_Tasks to carry out:_
[1] Condense the paragraph of the blog posts beginning "I knew IKEA was a crazy place" into a shorter version that keeps its main facts.
[2] According to the back-cover passage quoted in the blog posts, what is the only acceptable spelling in serious writing?
[3] Set down, word for word, the part of the blog posts that opens with the words containing "February 3, 2011" and closes with "is highly recommended.)".

_Source text:_

IKEA economics

February 9, 2011

I knew IKEA was a crazy place, but it gets crazier. Ironically, when it rains, IKEA reduces the price of umbrellas with half. I find it hard to believe that IKEA do not know basic economics. Rain presumably increases the willingness to pay for umbrellas, so a rational  reaction to rain would be to increase the price.  (What about efficiency?) Perhaps the stunt is meant to get people to smile while they’re waiting at the register. Or perhaps it is just the occasional diversion IKEA executives afford themselves on a boring day. Or, perhaps it is meant to attract gamblers? The rain may stop before you reach the counter.

Carbon Footprints

February 4, 2011

Hat-tip: Env-Econ, Treehugger

Interesting Troublesome Words

February 3, 2011

I’d like to think of myself as a writer. As an economist, I am one, it just does not feel like it all the time. As a writer, I decided it would be useful to read Bill Bryson’s Troublesome Words. (To just have it on the shelf is not a good alternative. It needs to be read and reread on occasions.) Troublesome Words is simply a list of words and phrases which writers need to show special care, at least according to Bill Bryson. (His alternative title: A Guide to Everything in English Usage That the Author Wasn’t Entirely Clear About Until Quite Recently. Humble guy, this Bryson. A great writer too, by the way, his A Short History of Nearly Everything is highly recommended.)

Reading a list of words, although commented, may sound boring. Admittedly, at times it is, but Bill Bryson’s approach and style is refreshing and amusing. A good example is put on the back cover:

Barbecue is the only acceptable spelling in serious writing. Any jounalist or other formal user of English who believes that the word is spelled barbeque or, worse still, bar-b-q is not ready for unsupervised employment.

If I should criticise anything, it would be that the book is more aimed at journalists and perhaps authors of novels and the like, rather than at technical and scientific writers like myself. But of course, there are more journalists than scientists in the world.

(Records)

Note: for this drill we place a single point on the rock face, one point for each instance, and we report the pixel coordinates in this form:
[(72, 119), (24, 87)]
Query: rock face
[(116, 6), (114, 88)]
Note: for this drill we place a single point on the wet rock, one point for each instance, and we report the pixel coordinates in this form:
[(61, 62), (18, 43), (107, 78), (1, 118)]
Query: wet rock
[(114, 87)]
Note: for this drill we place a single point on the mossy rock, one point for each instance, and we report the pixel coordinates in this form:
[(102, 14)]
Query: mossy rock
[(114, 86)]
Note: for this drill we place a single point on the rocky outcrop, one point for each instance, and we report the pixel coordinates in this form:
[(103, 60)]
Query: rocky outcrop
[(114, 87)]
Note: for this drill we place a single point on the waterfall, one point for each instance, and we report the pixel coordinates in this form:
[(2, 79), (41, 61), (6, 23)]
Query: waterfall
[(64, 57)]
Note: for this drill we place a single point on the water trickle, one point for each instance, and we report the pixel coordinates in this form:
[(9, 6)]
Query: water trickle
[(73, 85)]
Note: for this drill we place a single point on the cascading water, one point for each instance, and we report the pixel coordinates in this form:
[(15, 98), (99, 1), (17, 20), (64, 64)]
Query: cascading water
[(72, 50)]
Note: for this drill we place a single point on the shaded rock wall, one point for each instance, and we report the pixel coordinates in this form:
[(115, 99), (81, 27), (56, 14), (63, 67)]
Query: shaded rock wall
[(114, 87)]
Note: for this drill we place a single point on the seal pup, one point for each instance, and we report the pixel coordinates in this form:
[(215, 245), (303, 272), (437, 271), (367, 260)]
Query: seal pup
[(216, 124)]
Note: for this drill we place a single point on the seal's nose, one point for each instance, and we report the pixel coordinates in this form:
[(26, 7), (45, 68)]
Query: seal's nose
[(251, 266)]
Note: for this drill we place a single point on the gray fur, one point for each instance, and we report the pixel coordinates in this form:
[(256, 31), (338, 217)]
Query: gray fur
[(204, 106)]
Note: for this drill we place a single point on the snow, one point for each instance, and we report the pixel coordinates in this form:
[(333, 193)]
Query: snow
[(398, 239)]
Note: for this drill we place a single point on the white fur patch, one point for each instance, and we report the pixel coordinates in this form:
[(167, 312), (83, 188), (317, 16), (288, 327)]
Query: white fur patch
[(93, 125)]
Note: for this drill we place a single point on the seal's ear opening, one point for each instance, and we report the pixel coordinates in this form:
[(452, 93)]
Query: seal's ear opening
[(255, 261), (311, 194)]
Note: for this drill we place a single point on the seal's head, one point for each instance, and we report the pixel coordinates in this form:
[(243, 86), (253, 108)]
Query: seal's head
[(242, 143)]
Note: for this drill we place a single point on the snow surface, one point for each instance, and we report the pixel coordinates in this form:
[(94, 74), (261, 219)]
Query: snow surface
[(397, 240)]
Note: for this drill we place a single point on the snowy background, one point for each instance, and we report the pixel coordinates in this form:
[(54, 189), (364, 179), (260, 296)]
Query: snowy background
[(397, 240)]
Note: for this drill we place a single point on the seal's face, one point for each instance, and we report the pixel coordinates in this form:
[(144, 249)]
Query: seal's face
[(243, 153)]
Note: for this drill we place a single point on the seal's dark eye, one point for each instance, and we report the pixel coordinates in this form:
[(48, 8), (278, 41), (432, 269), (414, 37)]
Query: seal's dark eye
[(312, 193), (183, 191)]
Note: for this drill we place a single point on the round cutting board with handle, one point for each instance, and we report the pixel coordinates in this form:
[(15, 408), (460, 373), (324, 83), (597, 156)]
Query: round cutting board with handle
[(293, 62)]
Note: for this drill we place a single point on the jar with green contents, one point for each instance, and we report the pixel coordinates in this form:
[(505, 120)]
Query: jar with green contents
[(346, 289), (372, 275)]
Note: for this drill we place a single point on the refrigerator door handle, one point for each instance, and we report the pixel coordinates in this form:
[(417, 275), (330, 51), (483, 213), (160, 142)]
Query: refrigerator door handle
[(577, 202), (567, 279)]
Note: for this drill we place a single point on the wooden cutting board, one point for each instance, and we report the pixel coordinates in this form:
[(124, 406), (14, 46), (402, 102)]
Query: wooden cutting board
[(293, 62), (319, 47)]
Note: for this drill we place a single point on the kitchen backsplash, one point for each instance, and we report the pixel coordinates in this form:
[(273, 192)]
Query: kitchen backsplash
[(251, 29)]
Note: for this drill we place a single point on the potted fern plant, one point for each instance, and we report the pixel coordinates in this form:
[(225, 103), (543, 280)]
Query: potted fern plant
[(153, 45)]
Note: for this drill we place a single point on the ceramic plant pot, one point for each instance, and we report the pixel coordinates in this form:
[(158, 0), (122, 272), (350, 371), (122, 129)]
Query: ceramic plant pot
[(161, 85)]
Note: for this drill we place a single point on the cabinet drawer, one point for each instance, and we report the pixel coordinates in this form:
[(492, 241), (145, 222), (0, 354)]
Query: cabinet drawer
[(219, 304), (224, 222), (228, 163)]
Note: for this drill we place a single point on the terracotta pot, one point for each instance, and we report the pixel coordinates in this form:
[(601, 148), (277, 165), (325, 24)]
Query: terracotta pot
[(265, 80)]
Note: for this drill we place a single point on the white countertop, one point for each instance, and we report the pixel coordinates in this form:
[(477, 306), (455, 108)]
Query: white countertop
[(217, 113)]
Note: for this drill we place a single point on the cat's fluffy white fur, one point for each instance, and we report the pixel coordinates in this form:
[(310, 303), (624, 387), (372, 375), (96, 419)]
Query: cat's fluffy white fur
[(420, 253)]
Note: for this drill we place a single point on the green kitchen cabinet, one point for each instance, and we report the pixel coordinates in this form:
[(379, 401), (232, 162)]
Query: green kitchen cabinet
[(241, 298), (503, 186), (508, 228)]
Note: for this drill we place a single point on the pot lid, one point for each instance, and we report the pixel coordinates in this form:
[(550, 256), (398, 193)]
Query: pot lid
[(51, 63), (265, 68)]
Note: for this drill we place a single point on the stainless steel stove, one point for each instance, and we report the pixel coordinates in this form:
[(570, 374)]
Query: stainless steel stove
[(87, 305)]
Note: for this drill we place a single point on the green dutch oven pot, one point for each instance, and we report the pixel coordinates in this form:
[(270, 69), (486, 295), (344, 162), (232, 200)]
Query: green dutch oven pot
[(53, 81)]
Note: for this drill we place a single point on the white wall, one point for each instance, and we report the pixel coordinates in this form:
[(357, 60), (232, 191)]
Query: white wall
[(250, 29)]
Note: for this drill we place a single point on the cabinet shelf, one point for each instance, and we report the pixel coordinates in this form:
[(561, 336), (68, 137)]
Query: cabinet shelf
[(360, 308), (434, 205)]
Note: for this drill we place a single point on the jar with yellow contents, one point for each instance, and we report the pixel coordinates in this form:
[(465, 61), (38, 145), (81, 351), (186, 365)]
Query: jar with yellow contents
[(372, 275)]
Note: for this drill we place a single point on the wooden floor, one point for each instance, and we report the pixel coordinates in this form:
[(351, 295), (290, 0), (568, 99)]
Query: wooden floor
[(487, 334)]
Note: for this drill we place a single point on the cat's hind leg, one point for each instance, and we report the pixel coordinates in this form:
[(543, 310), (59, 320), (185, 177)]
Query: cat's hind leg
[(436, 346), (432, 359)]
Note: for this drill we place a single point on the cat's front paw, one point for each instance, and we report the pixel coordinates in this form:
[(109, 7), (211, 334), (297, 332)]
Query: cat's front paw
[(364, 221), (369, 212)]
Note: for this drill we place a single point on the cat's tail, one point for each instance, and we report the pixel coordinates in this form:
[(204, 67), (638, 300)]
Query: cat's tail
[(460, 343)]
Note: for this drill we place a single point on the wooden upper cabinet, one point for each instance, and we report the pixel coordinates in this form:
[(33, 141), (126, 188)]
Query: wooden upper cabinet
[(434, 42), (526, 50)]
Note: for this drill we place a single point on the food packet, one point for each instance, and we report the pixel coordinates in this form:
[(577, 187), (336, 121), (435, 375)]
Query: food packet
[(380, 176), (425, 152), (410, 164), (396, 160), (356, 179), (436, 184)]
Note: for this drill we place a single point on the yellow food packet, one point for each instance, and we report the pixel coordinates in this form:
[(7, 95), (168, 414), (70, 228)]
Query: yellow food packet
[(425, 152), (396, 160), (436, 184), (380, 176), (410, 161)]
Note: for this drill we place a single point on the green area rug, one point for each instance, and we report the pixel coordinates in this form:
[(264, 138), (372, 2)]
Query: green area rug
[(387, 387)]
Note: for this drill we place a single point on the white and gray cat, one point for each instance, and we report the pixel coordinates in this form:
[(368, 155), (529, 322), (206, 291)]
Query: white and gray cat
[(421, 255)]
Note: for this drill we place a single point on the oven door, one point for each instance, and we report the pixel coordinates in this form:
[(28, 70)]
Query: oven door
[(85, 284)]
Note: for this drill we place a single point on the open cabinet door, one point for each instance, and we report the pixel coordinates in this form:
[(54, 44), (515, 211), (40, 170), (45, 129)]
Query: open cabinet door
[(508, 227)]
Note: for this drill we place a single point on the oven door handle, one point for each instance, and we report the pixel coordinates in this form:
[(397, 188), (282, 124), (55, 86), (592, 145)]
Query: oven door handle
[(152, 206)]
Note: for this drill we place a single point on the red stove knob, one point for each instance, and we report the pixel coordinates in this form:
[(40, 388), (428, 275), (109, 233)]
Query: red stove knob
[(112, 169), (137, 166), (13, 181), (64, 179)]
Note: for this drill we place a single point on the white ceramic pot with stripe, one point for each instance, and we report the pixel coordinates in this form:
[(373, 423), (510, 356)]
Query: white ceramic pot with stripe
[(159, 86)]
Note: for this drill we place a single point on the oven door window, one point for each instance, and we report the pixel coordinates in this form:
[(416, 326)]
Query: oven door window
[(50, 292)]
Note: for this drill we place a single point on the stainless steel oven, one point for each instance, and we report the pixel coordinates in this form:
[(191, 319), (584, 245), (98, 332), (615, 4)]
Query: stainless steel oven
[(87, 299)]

_Task-by-task solutions:_
[1] When it rains, IKEA cuts the price of umbrellas in half, although rain presumably raises willingness to pay, so raising the price would be the rational reaction. Possible explanations include a stunt to make people smile while waiting at the register, an occasional diversion for IKEA executives on a boring day, or a lure for gamblers, since the rain may stop before they reach the counter.

[2] Barbecue.

[3]
February 3, 2011

I’d like to think of myself as a writer. As an economist, I am one, it just does not feel like it all the time. As a writer, I decided it would be useful to read Bill Bryson’s Troublesome Words. (To just have it on the shelf is not a good alternative. It needs to be read and reread on occasions.) Troublesome Words is simply a list of words and phrases which writers need to show special care, at least according to Bill Bryson. (His alternative title: A Guide to Everything in English Usage That the Author Wasn’t Entirely Clear About Until Quite Recently. Humble guy, this Bryson. A great writer too, by the way, his A Short History of Nearly Everything is highly recommended.)